### TEXT PASSAGE:

I sometimes say "ready?" when we're about to do something, and when we're done training I say "all done" and fling my arms out in a shoo, go away type motion.


----------



## Samba (Apr 23, 2001)

Yes, I think it depends on the dogs and the context. Just around the house, casual situation, routine training etc my dogs would be much less likely to respond. But, a keen dog in a heightened state, in anxiety producing situation desiring with all its being to get to me... different story. I changed their word.


----------



## Ruthie (Aug 25, 2009)

I used "ok" with Moose and "free" with Bison. It was great for a while because I could release them seporately. But, the little boogers are too smart and learned each other's words. It is a problem in training because in everyday conversation I often say "oK" to mean "I understand you". So if someone is trying to help Bison and me and I have him in a down stay, I listen to what the person is saying to help me and then say "OK" and Bison jumps up.

Silly boy, that is Moose's release command not yours!


----------



## LisaT (Feb 7, 2005)

> Originally Posted By: dOg*<span style="color: #CC0000">OK is not OK</span>*
> 
> We use it too often, in several different contexts.
> 
> ...


I agree with this. When I first started, I used to use okay, until I accidentally released my dog one day!

Now I use Free to release both dogs, Mona to release Indy only (what I was going to name her originally), and Quan to release Max only (his papered name).


----------



## Jax08 (Feb 13, 2009)

what is Okay in German?


----------



## Chris Wild (Dec 14, 2001)

> Originally Posted By: Jax08what is Okay in German?


Ok.


----------



## Jax08 (Feb 13, 2009)

omg!! I'm bilingual and didn't even know it!!


----------



## Chantell (May 29, 2009)




----------



## Caledon (Nov 10, 2008)

I use ok, and have only once said ok in the same tone as I use to release, and she did lol.

In obedience training most people use ok. We even did exercises to see if other dogs would release when we issued the release word and not one dog released unless their handler gave the command.


----------



## aubie (Dec 22, 2008)

I think I'm going to use Blitz....it's distinct, fun to say and shouldn't ever be used in normal conversation.


----------



## SunCzarina (Nov 24, 2000)

I use 'at ease' and 'go play'. 

Go play meaning do whatever you want, your work is done. 

At ease is a more formal, we're still working here so you need to keep paying attention.


----------



## lhczth (Apr 5, 2000)

I use okay, but it is usually very happy and higher pitched and combined with my arms going up or my tapping my dog on the side. I have not had an issue with it in all these years though my OK sometimes has caused other people's dogs to release too. LOL


----------



## 3K9Mom (Jun 12, 2006)

### OBJECTIVE A:
In the forum thread, which word does LisaT use to release only Max?
The forum thread and the rows have no connection to each other.

### EXTRACTED ENTRIES:
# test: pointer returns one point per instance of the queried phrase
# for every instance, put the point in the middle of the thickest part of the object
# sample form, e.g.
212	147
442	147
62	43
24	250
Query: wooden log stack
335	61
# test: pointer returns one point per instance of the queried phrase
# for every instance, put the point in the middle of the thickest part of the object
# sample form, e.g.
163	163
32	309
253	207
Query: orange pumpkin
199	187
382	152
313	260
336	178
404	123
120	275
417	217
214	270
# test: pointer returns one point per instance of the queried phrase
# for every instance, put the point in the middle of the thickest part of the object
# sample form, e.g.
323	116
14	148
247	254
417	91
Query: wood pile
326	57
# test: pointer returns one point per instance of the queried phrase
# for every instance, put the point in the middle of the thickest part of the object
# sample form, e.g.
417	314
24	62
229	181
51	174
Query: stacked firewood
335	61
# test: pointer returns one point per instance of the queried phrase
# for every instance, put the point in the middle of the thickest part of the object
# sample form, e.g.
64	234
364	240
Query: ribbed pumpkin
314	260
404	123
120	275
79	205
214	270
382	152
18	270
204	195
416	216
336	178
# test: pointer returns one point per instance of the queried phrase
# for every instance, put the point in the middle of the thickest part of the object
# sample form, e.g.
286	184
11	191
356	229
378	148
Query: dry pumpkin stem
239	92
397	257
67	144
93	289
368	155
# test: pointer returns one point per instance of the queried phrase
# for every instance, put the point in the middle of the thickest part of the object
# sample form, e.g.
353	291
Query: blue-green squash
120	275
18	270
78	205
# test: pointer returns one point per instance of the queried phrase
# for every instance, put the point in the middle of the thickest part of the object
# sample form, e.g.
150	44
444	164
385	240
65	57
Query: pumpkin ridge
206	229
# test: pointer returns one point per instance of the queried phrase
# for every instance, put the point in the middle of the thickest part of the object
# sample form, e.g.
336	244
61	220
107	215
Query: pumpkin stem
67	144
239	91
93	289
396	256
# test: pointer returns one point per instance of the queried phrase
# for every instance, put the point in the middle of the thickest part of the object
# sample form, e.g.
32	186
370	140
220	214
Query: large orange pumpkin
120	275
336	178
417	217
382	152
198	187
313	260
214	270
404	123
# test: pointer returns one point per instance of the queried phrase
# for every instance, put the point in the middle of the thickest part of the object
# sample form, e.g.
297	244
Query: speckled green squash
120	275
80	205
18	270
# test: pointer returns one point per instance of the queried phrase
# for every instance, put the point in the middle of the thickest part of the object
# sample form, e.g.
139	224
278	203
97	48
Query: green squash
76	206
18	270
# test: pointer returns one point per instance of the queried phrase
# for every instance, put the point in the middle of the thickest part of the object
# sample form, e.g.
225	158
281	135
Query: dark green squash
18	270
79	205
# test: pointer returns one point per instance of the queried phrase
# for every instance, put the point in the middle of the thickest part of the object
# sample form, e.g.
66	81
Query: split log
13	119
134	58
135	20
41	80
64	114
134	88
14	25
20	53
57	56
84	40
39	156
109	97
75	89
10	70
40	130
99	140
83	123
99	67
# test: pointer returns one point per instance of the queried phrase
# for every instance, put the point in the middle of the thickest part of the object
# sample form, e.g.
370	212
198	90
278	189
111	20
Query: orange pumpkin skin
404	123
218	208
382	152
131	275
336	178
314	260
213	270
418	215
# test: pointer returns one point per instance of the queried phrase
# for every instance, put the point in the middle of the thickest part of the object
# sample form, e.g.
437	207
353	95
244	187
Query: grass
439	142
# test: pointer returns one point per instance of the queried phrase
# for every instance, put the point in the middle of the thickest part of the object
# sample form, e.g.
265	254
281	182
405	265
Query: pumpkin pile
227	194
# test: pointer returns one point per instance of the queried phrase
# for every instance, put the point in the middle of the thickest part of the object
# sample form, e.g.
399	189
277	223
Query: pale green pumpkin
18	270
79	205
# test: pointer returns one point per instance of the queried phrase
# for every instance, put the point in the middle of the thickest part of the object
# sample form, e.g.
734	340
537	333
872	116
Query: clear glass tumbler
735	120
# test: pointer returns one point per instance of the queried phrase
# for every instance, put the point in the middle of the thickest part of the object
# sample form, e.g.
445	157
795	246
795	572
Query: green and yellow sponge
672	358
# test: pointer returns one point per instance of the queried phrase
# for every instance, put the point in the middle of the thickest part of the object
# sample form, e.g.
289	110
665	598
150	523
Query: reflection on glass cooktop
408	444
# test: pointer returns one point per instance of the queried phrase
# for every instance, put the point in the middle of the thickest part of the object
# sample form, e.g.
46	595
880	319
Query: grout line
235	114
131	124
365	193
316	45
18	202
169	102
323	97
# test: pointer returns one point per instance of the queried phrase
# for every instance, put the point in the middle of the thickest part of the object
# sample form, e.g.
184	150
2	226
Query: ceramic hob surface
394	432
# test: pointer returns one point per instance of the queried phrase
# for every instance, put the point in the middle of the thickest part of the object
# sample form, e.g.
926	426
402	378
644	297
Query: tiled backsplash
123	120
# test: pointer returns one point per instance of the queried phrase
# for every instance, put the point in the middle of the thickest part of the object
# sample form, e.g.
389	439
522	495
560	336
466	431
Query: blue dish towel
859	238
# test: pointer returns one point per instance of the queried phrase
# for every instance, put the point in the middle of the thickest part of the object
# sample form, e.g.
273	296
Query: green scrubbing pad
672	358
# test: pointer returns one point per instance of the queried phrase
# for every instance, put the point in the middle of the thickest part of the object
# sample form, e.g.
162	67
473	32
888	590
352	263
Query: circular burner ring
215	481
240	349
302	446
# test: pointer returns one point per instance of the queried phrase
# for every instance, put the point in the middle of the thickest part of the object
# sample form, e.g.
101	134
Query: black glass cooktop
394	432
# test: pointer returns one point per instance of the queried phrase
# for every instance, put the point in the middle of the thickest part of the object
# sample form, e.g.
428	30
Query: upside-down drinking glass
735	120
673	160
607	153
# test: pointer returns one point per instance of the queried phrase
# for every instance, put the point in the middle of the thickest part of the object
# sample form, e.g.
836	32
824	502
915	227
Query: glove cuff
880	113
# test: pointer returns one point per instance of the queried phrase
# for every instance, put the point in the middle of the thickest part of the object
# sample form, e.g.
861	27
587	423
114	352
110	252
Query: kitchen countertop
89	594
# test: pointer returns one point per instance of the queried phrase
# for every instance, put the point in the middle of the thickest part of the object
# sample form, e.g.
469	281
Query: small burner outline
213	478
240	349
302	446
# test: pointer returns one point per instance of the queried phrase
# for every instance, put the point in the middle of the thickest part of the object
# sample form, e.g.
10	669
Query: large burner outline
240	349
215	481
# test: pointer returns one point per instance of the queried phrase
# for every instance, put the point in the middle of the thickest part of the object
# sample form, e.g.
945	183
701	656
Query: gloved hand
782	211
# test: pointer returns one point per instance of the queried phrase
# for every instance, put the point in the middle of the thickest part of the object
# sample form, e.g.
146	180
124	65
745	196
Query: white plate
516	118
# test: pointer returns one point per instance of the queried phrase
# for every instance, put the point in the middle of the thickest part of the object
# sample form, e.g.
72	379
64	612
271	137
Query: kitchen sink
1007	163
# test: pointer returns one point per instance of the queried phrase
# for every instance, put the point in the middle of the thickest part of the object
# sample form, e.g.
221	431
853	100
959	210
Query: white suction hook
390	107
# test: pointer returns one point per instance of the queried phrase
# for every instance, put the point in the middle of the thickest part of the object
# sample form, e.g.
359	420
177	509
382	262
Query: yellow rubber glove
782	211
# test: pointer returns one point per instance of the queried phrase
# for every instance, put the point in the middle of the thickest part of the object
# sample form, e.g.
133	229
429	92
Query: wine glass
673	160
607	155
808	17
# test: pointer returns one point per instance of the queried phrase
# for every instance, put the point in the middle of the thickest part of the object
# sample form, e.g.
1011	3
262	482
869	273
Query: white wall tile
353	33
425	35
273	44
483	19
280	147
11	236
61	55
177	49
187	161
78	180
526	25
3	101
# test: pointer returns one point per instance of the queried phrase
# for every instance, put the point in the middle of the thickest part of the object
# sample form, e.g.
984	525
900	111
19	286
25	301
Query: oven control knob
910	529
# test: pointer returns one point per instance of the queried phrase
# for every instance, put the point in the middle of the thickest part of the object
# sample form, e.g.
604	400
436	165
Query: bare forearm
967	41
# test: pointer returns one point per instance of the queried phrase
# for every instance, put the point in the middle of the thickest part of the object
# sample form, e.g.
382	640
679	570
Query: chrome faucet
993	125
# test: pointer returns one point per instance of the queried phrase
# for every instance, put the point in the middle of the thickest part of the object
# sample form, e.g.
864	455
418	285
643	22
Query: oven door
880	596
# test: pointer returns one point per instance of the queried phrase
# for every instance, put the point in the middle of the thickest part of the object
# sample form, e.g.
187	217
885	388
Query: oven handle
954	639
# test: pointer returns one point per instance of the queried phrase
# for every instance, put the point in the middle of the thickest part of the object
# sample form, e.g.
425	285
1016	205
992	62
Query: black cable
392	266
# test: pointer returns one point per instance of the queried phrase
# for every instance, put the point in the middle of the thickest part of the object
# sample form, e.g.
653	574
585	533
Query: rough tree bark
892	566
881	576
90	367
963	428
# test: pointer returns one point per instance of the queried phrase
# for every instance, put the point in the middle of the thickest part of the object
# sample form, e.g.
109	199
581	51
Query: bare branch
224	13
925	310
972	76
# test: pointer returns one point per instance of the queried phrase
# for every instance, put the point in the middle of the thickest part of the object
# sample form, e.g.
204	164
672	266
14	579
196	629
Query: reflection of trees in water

### OBJECTIVE B:
Pull out every row above that contains the string "reflection".

### EXERCISE RESPONSE A:
Quan

### EXERCISE RESPONSE B:
Query: reflection on glass cooktop
Query: reflection of trees in water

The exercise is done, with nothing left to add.